_Aim_.
Pull out each line of the material below that contains the word "task" and copy those lines. Matches must have the same capitalization.

_Excerpts of labeled region data_.
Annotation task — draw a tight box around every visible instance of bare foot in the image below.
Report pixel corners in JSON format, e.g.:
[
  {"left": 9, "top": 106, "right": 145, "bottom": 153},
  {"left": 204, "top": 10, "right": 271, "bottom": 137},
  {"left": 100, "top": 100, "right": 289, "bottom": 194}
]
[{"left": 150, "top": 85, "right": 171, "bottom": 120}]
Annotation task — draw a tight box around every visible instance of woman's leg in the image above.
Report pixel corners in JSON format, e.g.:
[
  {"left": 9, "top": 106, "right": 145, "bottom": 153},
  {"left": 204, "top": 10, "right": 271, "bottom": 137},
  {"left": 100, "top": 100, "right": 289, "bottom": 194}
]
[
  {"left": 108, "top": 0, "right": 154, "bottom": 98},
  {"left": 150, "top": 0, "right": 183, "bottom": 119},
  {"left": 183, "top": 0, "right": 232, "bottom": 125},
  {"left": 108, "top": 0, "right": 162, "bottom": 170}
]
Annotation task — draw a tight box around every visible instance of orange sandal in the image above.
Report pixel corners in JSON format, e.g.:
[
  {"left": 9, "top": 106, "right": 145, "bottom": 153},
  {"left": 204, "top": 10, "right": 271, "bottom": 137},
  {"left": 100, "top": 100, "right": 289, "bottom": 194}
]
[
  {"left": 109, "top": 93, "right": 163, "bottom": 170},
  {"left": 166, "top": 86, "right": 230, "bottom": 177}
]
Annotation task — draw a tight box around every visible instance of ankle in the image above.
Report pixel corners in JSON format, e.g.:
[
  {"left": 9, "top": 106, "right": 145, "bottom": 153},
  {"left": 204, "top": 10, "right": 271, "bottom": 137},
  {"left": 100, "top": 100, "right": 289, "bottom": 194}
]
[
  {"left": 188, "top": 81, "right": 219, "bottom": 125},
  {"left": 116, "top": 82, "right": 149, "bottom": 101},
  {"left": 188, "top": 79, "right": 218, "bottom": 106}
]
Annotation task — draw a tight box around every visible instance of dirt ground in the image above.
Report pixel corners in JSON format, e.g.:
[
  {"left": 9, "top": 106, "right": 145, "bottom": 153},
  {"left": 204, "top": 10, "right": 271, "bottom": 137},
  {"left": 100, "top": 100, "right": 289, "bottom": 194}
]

_Final answer_.
Annotation task — draw a tight box around every visible instance of bare foot in the image below.
Annotation task — draw a tight box around every visible instance of woman's leg in the image above.
Annotation task — draw a tight box around every visible instance of orange sandal in the image above.
Annotation task — draw a tight box around every visible instance of ankle in the image above.
Annotation task — draw a tight box around every visible instance of dirt ground in the image above.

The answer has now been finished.